• INSTRUCTIONS:
1. Reproduce the stretch of the full-funnel marketing passage from "Earlier this year, I" through "entire customer funnel.".
2. Decide whether each statement agrees with the full-funnel marketing passage, answering yes or no and quoting the words that settle it.
(a) The Finance Director mentioned is Serena Humphries.
(b) Every company has increased its marketing budget for the new financial year.
(c) The marketing funnel typically consists of three main stages.
3. Go on with the full-funnel marketing passage from its last sentence.

• SELECTED PASSAGE:
□ □ □

Over the past few years, marketers have been dealing with an economic and social environment that has been volatile, uncertain and complex. 

We are all responding to unforeseen macro-economic trends and competitive forces while having to stay on top of changing customer expectations and behaviours. Not to mention trying to keep up with the pace of change in the tools and technology emerging daily (hello AI!).

And while some companies have increased their marketing budgets for this new financial year, others are being asked to do more with the same budget as last year, or in some cases, even less. It feels like an uneven playing field. 

If a business views marketing as simply a cost centre, then budgets will always be at risk. To help change that mindset and to see marketing as a lever for growth and something worth investing in, we need to be able to link our activity to the financial outcomes the leadership team cares about.

Earlier this year, I sat down with Serena Humphries, our Finance Director, to talk about how to build bridges between finance and marketing teams. And one of the things we spoke about was measuring what matters across the entire customer funnel. 

Doing this takes time and a combined effort from marketing, sales and finance to identify the right metrics and put tools and platforms in place to capture the right data – but it’s worth it if you want your business to grow. 

What is full-funnel marketing?

Full-funnel marketing is a comprehensive approach to marketing that aims to guide potential customers through the entire customer journey, from the initial awareness stage to the final conversion or purchase. It focuses on nurturing leads and building relationships at every stage of the marketing funnel, which typically consists of three main stages: top of the funnel (TOFU), middle of the funnel (MOFU), and bottom of the funnel (BOFU).

□ □ □

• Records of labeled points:
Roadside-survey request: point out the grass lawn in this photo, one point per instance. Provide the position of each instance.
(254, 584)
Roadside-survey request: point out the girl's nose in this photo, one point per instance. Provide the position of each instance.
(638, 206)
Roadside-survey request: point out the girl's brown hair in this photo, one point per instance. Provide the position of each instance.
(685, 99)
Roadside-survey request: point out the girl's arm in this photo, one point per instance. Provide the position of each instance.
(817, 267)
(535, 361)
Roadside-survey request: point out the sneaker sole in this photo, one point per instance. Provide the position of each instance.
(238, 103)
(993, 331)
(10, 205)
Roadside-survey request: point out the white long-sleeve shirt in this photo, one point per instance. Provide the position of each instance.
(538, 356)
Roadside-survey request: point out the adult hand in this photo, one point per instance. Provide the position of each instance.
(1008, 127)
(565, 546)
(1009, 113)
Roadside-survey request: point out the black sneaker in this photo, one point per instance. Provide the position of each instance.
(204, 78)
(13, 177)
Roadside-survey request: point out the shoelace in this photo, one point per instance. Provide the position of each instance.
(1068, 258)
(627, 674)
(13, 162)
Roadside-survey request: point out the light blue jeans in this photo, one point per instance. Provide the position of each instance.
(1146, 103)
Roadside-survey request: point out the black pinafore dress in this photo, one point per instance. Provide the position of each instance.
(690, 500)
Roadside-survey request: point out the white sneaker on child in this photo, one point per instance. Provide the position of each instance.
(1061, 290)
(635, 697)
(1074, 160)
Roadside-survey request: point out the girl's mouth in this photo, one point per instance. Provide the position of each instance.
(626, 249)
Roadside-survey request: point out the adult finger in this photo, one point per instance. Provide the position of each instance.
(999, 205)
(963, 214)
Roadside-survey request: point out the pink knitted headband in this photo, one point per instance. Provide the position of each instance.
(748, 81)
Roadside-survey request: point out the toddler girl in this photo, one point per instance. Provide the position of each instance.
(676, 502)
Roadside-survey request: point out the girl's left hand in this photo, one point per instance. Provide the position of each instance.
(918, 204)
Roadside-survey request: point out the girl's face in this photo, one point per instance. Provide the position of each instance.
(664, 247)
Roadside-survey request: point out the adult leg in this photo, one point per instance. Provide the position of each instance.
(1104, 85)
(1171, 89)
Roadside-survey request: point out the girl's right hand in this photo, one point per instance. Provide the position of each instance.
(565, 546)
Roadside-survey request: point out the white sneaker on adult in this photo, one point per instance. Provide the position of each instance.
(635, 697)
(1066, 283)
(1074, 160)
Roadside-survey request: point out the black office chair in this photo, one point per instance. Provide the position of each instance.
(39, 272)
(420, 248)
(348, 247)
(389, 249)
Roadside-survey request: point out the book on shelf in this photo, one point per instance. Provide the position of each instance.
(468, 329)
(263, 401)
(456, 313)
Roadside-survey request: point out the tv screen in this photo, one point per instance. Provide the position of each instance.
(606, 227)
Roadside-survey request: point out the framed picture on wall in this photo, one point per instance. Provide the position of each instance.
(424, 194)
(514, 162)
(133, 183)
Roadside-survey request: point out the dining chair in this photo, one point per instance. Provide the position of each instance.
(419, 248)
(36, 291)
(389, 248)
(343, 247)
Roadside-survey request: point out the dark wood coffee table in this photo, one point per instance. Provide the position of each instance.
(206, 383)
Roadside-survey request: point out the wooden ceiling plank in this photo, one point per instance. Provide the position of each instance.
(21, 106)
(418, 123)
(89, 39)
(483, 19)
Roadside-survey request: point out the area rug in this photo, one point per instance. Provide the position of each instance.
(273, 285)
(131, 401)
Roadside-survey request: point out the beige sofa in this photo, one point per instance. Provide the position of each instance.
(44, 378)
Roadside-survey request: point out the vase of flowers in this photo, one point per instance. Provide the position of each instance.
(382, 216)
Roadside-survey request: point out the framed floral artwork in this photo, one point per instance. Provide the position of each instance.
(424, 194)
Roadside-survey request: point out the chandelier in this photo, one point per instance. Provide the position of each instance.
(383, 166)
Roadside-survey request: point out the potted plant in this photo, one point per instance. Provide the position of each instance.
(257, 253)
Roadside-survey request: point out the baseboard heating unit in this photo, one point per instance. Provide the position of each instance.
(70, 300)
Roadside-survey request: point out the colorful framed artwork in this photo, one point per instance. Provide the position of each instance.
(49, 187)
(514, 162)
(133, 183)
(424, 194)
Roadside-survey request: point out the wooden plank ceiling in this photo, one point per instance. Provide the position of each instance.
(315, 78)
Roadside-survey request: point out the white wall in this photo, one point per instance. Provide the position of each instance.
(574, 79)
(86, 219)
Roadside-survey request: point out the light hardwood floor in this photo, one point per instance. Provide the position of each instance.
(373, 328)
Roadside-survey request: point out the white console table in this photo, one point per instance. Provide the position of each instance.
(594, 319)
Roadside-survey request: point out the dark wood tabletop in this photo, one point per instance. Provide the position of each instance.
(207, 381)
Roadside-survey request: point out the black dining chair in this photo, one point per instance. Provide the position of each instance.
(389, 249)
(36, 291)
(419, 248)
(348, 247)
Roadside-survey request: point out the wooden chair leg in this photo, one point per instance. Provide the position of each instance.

□ □ □

• THE REPLIES:
1.
Earlier this year, I sat down with Serena Humphries, our Finance Director, to talk about how to build bridges between finance and marketing teams. And one of the things we spoke about was measuring what matters across the entire customer funnel.

2.
(a) Yes: "Serena Humphries, our Finance Director"
(b) No: "others are being asked to do more with the same budget as last year, or in some cases, even less"
(c) Yes: "which typically consists of three main stages"

3.
Top of the funnel (TOFU)

This stage is about creating brand awareness and attracting a broad audience. The goal is to capture the attention of potential customers who may not be familiar with your brand or product. Common tactics at this stage include content marketing, social media advertising, SEO, and display advertising.

Middle of the funnel (MOFU)

In this stage, the focus is on engaging and educating the leads generated from the top of the funnel. The goal is to move them closer to making a purchase decision. Tactics used at this stage include lead nurturing through email marketing, targeted content, webinars, case studies, and providing valuable information to address their specific needs and concerns.

Bottom of the funnel (BOFU)

This is the final stage of the funnel, where leads are encouraged to convert into paying customers. The focus is on providing persuasive and compelling reasons to make a purchase. Tactics employed at this stage include personalised offers, product demos, customer testimonials, free trials, and remarketing ads.

Full-funnel marketing recognises that different individuals are at various stages of the customer journey and tailors marketing strategies and tactics accordingly. By adopting a holistic approach, businesses can build relationships, establish trust, and provide value at each stage, thereby increasing the likelihood of conversions and long-term customer loyalty.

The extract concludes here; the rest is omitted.